▶ [Dataset records]:
- - - - -
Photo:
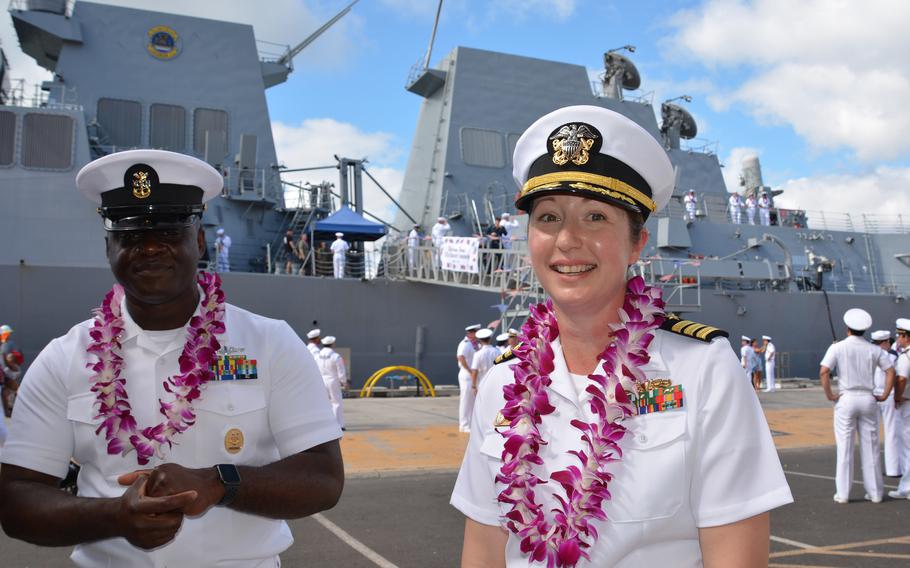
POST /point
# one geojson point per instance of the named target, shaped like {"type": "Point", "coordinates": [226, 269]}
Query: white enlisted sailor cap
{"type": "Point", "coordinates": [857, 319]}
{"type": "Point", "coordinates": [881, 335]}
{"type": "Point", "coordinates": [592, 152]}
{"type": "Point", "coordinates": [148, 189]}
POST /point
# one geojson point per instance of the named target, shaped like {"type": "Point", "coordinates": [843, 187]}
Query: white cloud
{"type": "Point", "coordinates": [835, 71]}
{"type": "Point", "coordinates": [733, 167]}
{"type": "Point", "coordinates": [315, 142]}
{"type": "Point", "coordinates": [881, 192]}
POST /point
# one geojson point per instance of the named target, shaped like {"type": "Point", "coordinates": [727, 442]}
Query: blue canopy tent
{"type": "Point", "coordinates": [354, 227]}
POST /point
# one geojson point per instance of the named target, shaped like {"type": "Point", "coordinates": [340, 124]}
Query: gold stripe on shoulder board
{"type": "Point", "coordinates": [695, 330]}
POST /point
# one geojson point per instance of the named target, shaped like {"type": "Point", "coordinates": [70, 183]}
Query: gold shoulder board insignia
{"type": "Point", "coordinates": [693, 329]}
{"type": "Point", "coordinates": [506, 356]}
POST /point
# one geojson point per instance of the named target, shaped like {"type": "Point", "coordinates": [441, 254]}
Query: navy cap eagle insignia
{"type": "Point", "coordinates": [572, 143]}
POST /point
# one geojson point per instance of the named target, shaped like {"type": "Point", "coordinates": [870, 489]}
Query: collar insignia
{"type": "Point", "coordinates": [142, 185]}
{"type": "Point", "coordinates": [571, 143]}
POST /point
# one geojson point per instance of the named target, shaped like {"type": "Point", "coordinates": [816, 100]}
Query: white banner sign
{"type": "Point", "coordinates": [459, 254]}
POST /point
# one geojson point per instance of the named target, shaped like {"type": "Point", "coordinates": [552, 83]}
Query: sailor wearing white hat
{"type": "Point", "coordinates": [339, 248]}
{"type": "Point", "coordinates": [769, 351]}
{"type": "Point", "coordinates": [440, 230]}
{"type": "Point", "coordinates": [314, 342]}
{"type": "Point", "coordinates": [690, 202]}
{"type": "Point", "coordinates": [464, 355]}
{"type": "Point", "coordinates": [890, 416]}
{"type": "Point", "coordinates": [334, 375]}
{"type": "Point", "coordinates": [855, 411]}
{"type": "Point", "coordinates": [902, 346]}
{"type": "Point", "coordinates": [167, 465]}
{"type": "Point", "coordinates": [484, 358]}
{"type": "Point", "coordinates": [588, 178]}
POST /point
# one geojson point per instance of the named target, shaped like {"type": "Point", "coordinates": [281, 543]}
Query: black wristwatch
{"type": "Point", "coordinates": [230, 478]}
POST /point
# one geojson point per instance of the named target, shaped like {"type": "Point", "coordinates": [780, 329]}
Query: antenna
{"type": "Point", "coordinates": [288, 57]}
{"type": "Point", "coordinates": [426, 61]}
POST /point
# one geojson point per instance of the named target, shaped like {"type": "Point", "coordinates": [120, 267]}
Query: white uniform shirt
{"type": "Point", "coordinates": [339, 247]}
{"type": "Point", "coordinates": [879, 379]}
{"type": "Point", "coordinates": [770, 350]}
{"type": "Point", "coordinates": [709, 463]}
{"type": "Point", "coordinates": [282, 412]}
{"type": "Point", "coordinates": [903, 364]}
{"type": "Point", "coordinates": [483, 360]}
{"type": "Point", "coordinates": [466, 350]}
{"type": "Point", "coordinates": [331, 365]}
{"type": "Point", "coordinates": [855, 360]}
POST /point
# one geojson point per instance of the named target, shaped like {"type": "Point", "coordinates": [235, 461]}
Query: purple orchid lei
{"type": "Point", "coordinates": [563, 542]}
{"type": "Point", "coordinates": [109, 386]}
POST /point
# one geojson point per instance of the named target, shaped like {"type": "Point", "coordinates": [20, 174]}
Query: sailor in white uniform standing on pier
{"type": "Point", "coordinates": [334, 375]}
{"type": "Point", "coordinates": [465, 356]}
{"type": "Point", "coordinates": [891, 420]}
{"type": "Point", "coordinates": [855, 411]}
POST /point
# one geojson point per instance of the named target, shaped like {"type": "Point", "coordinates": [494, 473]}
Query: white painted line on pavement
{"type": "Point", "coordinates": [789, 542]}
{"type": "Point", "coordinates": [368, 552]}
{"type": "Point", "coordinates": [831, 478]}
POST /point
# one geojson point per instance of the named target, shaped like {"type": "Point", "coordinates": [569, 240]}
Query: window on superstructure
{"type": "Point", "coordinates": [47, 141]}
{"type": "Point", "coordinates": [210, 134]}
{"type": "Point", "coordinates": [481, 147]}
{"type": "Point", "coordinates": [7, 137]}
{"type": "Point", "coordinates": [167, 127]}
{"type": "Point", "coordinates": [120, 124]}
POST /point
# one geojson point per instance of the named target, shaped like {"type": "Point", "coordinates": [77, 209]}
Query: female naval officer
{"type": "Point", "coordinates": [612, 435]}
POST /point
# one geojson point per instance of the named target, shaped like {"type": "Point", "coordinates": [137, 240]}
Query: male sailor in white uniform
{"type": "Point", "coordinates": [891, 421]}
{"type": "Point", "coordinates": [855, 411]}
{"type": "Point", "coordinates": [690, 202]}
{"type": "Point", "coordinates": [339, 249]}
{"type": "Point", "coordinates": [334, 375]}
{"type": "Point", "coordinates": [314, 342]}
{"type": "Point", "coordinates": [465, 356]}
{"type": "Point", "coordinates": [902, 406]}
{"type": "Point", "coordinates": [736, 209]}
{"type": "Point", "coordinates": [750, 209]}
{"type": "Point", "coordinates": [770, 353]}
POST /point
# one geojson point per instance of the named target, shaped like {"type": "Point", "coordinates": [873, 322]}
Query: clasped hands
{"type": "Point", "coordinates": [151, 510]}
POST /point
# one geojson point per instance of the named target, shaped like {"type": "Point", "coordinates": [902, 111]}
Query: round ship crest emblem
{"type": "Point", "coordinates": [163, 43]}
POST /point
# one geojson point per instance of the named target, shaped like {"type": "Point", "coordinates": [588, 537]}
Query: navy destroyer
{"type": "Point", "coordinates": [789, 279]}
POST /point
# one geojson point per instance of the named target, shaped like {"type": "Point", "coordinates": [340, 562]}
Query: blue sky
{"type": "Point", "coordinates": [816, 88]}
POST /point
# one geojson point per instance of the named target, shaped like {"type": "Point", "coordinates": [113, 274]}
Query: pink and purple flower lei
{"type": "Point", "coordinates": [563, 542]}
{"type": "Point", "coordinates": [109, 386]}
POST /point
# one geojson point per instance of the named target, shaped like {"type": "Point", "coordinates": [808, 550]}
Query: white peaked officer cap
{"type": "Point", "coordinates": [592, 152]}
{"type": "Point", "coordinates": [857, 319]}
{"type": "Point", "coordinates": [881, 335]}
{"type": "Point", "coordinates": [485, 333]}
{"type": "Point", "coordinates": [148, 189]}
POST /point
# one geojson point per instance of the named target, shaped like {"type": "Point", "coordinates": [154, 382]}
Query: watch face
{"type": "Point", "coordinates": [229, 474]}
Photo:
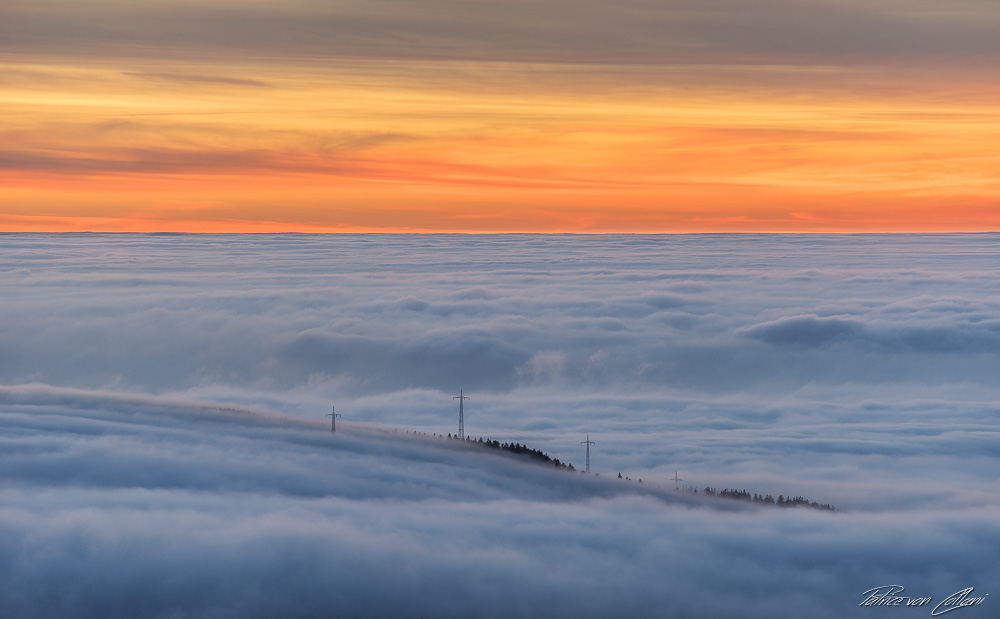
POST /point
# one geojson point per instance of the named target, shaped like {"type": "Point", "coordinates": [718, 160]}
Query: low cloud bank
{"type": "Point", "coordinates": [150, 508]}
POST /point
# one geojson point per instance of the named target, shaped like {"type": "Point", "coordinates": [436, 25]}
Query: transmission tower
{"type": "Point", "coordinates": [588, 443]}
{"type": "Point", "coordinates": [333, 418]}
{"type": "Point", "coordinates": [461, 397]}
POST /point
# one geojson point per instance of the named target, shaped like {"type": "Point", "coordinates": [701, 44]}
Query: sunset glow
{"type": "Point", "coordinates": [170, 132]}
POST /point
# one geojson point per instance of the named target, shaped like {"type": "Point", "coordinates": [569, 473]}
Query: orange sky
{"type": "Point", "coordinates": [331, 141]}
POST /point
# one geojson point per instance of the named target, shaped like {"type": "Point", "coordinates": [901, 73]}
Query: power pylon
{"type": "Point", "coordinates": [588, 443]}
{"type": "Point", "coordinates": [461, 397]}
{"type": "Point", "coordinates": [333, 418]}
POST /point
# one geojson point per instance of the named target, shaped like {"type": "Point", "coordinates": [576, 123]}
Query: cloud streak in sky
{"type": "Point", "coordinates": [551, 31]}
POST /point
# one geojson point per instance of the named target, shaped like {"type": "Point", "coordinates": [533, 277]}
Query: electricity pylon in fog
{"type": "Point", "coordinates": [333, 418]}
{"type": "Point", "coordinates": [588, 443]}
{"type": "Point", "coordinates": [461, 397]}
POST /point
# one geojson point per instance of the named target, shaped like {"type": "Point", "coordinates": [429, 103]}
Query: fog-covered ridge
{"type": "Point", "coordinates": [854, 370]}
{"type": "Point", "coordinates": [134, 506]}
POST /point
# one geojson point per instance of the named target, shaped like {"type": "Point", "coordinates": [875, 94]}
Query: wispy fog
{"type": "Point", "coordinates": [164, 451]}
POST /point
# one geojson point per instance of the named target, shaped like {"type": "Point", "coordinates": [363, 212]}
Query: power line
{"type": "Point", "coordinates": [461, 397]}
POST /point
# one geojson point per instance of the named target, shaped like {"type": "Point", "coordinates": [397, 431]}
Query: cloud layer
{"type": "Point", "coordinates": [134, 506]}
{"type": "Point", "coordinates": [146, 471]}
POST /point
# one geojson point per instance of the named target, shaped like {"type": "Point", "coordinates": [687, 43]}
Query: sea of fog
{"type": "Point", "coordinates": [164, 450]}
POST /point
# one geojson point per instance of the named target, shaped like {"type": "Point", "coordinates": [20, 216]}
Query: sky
- - - - -
▶ [Exercise]:
Pick out and copy every line of the material above that contains the string "officer". The match is case-sensitive.

▶ [Finished answer]:
Query: female naval officer
Query: white peaked officer cap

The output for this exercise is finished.